§ **Materials provided**
## START

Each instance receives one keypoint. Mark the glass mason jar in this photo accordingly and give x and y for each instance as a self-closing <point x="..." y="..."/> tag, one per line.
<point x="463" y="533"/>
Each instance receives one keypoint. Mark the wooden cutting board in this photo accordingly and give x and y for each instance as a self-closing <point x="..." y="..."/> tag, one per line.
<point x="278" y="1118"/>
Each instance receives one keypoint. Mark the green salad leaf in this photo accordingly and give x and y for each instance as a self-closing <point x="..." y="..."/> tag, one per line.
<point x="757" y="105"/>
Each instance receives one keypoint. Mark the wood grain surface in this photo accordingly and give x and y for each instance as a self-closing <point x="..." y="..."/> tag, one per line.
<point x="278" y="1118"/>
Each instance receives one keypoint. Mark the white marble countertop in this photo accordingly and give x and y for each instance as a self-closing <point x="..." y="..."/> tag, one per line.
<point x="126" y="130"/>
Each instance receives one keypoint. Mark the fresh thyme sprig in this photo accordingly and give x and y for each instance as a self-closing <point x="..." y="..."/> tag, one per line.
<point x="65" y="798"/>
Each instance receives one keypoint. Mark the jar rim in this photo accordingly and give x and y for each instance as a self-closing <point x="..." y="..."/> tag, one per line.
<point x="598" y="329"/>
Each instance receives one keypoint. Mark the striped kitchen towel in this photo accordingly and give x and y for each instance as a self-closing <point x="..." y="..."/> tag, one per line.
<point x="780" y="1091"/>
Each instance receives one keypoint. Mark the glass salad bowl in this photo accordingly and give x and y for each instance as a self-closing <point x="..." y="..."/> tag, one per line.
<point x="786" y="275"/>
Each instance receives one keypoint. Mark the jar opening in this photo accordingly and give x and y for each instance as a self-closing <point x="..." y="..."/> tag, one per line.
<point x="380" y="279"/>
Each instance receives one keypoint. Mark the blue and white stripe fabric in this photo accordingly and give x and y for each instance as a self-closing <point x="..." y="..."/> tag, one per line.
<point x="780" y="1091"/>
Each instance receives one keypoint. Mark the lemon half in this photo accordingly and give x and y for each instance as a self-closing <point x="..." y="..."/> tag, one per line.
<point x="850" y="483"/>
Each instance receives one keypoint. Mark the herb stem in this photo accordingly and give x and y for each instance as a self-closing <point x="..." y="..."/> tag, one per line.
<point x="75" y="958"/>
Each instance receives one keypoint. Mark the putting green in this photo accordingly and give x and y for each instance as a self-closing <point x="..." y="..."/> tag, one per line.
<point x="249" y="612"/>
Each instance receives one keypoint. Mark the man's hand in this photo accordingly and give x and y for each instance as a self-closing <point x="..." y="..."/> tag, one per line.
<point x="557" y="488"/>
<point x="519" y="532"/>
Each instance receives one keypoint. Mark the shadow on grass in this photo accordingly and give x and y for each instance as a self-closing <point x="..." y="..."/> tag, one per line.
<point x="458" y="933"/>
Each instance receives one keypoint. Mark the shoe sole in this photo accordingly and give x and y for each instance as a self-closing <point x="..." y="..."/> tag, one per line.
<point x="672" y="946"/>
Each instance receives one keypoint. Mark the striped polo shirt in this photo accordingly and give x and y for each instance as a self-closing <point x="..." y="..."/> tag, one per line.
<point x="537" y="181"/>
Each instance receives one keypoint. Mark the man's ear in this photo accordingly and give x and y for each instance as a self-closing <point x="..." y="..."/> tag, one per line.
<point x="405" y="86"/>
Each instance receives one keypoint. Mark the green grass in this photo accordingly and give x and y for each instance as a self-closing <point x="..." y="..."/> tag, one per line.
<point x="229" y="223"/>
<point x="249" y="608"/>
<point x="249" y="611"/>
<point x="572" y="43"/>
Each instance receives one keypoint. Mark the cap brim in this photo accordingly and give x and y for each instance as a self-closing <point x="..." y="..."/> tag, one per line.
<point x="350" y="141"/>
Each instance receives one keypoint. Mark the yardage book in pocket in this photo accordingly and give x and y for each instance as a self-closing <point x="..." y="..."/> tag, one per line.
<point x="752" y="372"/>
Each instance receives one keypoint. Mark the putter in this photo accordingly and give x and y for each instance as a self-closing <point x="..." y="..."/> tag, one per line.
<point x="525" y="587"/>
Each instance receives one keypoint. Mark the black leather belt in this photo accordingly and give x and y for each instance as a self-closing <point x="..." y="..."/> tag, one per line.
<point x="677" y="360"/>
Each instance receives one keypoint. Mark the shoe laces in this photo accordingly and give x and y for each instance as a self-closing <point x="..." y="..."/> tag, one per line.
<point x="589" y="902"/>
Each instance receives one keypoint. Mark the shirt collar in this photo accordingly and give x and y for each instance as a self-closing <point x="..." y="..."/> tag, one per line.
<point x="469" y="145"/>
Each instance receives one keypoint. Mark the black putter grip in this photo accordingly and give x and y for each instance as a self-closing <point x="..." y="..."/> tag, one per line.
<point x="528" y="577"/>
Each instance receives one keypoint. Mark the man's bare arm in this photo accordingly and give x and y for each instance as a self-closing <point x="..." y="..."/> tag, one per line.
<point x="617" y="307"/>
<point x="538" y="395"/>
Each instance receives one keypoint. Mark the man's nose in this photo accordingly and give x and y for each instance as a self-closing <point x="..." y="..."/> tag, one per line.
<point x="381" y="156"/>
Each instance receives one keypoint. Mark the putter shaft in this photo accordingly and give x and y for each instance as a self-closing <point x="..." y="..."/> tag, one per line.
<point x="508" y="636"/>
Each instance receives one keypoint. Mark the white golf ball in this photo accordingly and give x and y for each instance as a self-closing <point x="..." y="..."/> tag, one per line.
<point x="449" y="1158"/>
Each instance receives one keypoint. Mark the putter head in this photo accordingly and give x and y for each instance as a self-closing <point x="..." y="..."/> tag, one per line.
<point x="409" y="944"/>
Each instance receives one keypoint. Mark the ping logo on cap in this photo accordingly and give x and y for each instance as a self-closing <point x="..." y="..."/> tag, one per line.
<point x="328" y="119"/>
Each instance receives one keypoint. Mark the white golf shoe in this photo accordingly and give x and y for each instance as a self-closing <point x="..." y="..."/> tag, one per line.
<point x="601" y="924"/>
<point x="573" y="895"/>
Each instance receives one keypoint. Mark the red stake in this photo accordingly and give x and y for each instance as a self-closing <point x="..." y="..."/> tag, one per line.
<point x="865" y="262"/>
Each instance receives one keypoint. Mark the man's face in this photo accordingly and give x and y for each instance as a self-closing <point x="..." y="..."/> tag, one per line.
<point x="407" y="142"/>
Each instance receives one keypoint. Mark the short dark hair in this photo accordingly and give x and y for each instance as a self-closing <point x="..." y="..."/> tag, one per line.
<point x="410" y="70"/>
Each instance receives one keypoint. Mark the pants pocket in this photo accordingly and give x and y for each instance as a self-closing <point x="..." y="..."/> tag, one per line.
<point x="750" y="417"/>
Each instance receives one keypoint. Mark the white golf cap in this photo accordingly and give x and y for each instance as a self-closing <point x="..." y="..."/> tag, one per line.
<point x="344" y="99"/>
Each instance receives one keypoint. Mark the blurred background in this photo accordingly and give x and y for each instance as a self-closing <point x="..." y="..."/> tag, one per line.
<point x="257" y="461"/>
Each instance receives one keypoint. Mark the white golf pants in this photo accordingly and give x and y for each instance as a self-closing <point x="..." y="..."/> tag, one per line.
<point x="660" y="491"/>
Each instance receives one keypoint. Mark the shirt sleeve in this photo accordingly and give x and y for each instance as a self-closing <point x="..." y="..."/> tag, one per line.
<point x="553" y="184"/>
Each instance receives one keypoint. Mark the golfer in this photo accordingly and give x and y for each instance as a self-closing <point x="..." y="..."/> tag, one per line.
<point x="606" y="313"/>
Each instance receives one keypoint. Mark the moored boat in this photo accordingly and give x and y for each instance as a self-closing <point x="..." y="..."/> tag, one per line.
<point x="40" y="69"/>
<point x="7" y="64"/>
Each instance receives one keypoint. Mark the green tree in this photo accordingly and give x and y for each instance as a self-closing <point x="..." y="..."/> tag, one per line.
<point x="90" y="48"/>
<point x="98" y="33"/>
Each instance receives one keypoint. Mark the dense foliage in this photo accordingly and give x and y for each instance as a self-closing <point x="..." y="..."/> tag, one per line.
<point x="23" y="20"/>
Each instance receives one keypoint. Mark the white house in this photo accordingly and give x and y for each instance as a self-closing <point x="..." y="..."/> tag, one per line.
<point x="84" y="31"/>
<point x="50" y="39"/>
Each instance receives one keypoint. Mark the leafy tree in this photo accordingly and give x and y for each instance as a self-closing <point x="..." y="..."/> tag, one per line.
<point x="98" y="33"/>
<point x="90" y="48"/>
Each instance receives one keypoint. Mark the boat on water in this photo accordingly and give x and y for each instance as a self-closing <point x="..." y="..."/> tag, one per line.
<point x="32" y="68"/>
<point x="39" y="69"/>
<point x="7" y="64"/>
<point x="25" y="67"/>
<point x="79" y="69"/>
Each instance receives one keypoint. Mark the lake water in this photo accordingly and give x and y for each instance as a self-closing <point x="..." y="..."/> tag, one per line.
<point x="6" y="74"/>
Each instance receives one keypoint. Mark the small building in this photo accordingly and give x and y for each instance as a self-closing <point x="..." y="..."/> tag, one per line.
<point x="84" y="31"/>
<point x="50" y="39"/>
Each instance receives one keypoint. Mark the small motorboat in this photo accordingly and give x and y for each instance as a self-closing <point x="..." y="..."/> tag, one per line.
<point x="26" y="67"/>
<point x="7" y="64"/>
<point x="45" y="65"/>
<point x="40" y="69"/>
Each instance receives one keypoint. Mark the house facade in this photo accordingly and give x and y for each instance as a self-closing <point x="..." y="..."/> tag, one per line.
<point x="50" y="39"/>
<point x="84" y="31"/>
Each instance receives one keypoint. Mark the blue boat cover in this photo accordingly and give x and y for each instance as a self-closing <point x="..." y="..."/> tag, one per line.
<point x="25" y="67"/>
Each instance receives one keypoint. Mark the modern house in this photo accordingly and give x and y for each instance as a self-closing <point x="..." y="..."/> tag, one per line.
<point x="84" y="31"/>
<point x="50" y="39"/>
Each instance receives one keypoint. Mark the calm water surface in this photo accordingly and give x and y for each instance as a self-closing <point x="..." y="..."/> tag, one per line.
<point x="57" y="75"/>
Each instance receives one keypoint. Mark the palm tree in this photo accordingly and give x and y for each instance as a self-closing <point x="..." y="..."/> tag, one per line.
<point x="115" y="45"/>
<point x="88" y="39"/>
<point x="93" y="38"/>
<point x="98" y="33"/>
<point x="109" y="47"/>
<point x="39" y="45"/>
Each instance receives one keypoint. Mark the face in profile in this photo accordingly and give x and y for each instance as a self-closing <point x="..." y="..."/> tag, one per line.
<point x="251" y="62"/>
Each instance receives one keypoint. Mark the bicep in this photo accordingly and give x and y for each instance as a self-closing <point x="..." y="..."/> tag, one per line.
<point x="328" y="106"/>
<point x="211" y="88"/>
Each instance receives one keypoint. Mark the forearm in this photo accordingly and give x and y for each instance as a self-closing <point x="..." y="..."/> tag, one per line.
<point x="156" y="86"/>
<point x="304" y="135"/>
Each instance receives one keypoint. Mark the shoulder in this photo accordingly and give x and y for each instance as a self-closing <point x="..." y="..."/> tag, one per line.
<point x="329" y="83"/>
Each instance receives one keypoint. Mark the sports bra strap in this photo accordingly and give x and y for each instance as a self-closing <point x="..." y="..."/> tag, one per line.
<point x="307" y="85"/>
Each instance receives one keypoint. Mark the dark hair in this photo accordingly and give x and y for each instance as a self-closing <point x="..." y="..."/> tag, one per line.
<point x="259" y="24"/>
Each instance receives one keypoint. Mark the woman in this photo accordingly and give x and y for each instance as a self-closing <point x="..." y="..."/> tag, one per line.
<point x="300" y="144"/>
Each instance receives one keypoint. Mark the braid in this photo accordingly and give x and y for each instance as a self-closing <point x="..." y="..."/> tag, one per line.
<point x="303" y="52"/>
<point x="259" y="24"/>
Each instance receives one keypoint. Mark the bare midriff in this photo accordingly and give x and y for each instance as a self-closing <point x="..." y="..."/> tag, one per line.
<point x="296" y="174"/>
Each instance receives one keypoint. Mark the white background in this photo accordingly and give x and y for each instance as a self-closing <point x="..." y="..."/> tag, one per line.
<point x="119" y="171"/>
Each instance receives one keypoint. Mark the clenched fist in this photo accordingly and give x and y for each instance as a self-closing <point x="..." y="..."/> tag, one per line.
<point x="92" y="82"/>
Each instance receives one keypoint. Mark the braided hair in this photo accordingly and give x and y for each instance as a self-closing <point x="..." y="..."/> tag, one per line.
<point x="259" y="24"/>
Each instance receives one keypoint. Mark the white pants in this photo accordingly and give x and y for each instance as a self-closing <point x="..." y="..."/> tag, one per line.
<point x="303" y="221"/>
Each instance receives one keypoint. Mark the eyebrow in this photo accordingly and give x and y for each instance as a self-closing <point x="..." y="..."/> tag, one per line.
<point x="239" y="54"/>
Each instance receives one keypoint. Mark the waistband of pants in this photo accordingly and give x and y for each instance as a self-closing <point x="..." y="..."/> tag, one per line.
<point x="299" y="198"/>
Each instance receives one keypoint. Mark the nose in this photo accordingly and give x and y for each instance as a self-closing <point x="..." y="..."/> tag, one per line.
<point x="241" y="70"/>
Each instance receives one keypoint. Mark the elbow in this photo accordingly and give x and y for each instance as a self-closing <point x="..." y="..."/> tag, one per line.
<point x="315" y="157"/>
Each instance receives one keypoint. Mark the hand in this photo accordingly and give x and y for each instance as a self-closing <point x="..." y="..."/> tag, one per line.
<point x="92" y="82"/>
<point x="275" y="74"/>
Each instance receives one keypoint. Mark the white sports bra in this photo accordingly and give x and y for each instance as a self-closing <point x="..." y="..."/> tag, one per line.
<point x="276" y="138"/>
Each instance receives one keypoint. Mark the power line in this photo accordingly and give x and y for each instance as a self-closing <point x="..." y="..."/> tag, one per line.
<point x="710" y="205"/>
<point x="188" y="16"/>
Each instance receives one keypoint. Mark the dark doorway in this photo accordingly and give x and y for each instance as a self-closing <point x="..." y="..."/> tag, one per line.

## END

§ **Stated goal**
Only the lines from the one that contains "Each instance receives one keypoint. Mark the eyebrow" to the end of the data should be output, exactly as they appear.

§ **Written answer**
Each instance receives one keypoint. Mark the eyebrow in this photo accordingly and give x and y for each instance as a self-closing <point x="..." y="..."/> tag, one per line.
<point x="239" y="54"/>
Each instance receives one keypoint. Mark the waistband of pants in this photo accordingly and give x and y for each instance as a self-closing <point x="..." y="..."/> tag, one per line.
<point x="299" y="198"/>
Each instance receives one keypoint. Mark the nose in this photo accordingly and give x and y for each instance as a self-closing <point x="..." y="..."/> tag, one per line.
<point x="241" y="70"/>
Each instance receives one keypoint. Mark the elbow in this photo accordingly and give x and y for each instance as a self-closing <point x="..." y="..."/> tag, one per line.
<point x="315" y="157"/>
Each instance receives one keypoint. Mark the hand in this photo accordingly and give x and y for each instance as a self-closing <point x="..." y="..."/> tag, one per line.
<point x="92" y="82"/>
<point x="275" y="74"/>
Each instance receives one keypoint. Mark the white sports bra in this photo accordingly and give x and y for each instance as a self-closing <point x="..." y="..."/> tag, one per line.
<point x="276" y="138"/>
Each instance receives one keypoint. Mark the power line in this photo accordingly and give x and y for each instance as a self-closing <point x="..." y="..."/> tag, one per line.
<point x="710" y="205"/>
<point x="188" y="16"/>
Each instance receives one keypoint. Mark the dark doorway in this photo accordingly and give x and y for each instance as a self-closing <point x="..." y="..."/> tag, one per line.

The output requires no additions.